Exercício. Segundo o trecho da página, o que ocupa o centro da mesa no almoço de domingo?

Trecho da página.
★ ★ ★ ★ ★

Tento conversar, ela diz mas sinto a boca presa por nervos que a repuxam, silenciando-me. Cheia de
significados, então, a descrição do almoço que reúne a família. Servido às duas
horas da tarde de um domingo, na mesa, toalha de linho irlandês, bordada à mão,
tendo, no centro, tulipas alaranjadas. E uma abundância na qual se mesclam a
salada de maionese, enfeitada com tomates
recheados, ovos cozidos, fatias de rosbife, torta de camarão, risoto, pernil com farofa, ameixa preta e abacaxi passados na chapa, vagem e
cenoura e salada de pepino em pequena
salva de cristal, virado de feijão com lingüiça calabresa. O parágrafo que
se lhe segue, é uma espécie de título, A
família está reunida, ironicamente anunciando os diálogos e o universo no
qual eles se inscrevem. Rostos parecidos,
tiques semelhantes. Já não há parentescos mencionados, tampouco nomes.

★ ★ ★ ★ ★

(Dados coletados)
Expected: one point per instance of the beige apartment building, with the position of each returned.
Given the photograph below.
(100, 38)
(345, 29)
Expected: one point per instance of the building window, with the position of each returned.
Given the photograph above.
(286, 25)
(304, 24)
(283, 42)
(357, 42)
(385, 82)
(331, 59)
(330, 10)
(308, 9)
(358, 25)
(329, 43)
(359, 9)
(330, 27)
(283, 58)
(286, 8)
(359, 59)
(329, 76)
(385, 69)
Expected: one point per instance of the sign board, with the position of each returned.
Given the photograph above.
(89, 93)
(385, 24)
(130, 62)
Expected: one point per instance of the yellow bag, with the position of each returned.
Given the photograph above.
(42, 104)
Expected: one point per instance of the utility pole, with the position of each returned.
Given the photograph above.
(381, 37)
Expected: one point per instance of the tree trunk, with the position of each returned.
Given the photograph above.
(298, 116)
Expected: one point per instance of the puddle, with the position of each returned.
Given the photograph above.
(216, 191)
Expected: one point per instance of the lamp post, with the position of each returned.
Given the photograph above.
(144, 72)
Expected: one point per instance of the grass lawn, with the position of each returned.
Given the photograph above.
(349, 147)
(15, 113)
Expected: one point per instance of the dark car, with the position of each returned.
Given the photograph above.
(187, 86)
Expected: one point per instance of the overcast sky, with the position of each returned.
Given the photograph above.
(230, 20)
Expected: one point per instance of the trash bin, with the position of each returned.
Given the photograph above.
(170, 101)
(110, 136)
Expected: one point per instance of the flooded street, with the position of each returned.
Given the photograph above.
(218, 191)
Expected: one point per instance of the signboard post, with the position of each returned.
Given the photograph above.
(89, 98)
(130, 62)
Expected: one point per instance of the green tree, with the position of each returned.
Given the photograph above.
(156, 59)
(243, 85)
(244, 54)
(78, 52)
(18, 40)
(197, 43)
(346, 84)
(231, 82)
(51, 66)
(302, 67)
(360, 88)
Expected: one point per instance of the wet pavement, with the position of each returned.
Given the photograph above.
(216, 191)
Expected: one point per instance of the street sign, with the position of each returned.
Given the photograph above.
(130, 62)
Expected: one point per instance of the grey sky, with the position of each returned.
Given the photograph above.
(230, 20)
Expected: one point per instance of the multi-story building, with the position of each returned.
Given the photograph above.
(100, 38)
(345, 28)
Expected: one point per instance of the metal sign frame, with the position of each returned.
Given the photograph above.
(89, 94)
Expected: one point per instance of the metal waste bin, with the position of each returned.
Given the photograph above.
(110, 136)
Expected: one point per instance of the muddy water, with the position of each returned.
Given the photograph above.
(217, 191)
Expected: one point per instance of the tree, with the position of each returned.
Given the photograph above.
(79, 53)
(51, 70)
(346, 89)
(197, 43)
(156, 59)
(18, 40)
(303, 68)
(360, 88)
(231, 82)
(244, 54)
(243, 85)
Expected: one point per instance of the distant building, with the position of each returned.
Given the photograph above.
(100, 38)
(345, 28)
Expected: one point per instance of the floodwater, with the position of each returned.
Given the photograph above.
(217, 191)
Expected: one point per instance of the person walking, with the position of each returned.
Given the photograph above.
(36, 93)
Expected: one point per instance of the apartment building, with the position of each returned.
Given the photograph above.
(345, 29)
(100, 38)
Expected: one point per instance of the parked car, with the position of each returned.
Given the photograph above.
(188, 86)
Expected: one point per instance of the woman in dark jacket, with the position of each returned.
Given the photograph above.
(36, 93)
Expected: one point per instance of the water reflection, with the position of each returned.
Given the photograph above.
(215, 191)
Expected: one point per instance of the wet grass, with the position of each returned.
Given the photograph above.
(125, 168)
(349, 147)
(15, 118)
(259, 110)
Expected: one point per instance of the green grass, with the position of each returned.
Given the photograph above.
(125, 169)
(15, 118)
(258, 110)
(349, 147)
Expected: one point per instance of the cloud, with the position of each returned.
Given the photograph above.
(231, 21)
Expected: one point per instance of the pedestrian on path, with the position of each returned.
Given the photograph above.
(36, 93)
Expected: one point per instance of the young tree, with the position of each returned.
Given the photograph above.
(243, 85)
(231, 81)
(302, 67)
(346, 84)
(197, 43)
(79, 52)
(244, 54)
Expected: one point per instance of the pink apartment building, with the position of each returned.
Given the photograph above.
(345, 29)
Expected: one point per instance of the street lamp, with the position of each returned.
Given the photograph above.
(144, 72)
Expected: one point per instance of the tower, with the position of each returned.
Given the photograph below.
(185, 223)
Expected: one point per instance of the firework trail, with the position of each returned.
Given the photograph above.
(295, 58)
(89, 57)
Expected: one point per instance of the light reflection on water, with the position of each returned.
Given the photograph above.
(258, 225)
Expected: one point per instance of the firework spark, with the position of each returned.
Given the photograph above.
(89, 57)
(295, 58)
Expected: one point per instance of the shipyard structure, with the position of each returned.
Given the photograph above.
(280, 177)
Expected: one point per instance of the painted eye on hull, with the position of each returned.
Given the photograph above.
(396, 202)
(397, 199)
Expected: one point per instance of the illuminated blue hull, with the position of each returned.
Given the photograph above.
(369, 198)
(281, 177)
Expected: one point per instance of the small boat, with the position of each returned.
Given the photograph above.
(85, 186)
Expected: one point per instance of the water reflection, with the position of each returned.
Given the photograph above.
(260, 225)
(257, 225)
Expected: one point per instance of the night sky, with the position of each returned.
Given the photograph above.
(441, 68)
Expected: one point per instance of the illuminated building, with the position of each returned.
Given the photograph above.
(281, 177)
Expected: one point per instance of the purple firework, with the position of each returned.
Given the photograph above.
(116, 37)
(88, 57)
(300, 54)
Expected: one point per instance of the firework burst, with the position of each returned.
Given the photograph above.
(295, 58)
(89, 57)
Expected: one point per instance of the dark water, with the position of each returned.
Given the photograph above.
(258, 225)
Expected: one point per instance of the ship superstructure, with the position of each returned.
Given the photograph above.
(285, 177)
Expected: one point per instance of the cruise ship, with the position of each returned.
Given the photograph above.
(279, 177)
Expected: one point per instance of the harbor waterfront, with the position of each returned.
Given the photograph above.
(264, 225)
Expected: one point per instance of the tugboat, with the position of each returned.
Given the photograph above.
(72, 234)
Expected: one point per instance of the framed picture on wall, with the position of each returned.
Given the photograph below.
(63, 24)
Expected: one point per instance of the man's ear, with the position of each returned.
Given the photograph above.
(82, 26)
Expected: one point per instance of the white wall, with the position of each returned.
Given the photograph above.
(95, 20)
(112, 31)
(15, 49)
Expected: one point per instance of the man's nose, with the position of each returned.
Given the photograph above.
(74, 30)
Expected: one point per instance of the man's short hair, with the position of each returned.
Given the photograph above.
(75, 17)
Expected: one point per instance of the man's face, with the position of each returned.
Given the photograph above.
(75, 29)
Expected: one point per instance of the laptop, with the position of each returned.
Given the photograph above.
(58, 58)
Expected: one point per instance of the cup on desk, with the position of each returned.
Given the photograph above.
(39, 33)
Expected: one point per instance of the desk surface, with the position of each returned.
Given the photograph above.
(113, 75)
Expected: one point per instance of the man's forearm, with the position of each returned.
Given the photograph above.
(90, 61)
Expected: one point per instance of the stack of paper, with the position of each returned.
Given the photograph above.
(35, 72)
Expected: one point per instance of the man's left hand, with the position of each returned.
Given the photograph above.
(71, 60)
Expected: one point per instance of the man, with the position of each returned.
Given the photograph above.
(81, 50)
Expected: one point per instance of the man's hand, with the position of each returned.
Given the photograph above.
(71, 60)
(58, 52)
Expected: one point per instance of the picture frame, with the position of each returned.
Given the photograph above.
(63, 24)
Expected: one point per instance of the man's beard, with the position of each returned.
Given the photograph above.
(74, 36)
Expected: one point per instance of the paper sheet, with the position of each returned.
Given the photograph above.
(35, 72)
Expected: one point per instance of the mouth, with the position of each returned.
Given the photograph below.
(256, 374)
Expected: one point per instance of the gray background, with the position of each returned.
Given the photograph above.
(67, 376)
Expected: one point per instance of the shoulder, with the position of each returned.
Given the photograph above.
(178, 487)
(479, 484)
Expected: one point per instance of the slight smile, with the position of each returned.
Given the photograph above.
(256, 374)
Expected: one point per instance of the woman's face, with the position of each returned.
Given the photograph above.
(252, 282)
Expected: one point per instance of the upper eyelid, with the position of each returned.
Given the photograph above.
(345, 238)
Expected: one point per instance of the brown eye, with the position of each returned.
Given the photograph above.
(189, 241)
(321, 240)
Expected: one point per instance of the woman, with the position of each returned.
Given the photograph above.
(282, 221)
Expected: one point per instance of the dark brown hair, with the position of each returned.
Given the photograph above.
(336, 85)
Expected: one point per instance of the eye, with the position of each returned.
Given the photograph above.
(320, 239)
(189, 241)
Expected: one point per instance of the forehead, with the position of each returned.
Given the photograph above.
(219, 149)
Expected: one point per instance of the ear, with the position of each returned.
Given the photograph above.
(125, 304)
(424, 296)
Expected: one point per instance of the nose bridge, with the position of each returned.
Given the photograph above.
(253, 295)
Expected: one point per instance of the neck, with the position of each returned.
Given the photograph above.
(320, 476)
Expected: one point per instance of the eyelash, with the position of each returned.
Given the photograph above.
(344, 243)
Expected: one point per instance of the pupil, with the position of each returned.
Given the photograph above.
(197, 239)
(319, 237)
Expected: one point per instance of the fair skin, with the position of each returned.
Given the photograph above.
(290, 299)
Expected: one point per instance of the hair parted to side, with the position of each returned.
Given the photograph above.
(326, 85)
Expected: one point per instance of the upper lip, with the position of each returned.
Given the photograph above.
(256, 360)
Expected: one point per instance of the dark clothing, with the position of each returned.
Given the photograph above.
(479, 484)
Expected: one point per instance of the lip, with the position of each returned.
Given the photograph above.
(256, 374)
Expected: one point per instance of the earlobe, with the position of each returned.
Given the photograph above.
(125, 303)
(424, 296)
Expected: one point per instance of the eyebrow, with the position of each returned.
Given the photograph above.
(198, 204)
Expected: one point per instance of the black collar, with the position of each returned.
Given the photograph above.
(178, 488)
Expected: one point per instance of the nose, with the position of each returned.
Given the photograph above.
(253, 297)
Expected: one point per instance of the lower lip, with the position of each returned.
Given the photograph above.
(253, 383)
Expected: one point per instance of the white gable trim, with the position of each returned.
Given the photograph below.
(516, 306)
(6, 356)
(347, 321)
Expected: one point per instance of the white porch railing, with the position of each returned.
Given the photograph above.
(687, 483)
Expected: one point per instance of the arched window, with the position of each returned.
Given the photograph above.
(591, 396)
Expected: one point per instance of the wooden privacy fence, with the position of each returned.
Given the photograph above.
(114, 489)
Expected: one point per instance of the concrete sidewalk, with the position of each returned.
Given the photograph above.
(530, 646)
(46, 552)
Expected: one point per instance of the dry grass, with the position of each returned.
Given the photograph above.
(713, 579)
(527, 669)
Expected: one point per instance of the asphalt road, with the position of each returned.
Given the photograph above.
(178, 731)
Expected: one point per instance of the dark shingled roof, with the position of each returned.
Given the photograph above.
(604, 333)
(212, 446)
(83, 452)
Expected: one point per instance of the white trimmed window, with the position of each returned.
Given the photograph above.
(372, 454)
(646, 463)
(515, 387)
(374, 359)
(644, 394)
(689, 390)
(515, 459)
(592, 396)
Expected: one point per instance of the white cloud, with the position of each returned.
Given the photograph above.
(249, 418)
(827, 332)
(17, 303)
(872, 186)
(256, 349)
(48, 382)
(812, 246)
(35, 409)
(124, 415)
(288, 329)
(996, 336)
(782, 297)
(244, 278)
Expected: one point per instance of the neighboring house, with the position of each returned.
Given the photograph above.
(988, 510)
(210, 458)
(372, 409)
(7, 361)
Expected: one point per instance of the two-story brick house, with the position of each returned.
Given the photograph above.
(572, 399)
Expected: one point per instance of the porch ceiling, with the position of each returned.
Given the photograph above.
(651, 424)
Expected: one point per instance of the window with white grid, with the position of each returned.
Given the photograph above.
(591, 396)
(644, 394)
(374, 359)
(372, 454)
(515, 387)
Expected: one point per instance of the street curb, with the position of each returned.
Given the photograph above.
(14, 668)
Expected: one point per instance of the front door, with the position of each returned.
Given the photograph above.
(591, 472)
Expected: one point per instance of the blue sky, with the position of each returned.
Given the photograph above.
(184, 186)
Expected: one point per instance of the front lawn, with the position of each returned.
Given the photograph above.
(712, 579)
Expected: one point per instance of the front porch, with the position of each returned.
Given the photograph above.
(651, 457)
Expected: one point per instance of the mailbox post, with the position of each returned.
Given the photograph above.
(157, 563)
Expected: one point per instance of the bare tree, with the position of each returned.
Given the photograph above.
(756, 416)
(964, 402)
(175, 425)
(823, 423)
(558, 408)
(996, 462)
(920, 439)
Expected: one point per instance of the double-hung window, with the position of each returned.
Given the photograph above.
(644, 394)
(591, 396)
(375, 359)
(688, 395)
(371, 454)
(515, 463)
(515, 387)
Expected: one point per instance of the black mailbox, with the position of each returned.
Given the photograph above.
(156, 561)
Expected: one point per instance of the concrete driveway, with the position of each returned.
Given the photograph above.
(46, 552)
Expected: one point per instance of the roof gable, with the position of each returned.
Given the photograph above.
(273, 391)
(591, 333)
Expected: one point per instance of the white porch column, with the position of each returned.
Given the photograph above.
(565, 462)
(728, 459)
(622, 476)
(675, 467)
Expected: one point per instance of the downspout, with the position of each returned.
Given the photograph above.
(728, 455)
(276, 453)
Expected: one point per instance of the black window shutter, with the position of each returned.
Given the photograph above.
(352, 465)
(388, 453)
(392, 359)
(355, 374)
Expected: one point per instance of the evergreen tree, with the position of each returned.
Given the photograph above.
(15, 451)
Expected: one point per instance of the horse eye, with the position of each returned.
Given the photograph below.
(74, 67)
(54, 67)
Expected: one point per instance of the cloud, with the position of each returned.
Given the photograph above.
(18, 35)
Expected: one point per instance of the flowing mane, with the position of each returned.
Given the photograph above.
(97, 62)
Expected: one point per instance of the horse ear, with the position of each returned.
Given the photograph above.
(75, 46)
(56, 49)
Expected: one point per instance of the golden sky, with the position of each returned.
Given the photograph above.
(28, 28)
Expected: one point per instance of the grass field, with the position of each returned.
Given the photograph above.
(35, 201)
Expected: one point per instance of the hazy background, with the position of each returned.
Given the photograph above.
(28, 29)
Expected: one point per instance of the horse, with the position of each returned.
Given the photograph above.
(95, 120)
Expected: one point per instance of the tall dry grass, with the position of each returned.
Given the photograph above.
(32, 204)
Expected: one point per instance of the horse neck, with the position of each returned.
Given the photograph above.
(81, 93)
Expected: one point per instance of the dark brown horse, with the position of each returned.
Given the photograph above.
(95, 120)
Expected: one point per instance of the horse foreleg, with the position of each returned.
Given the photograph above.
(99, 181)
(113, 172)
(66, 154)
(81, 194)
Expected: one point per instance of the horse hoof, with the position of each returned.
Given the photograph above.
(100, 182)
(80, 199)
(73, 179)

★ ★ ★ ★ ★

Resposta escrita. Tulipas alaranjadas.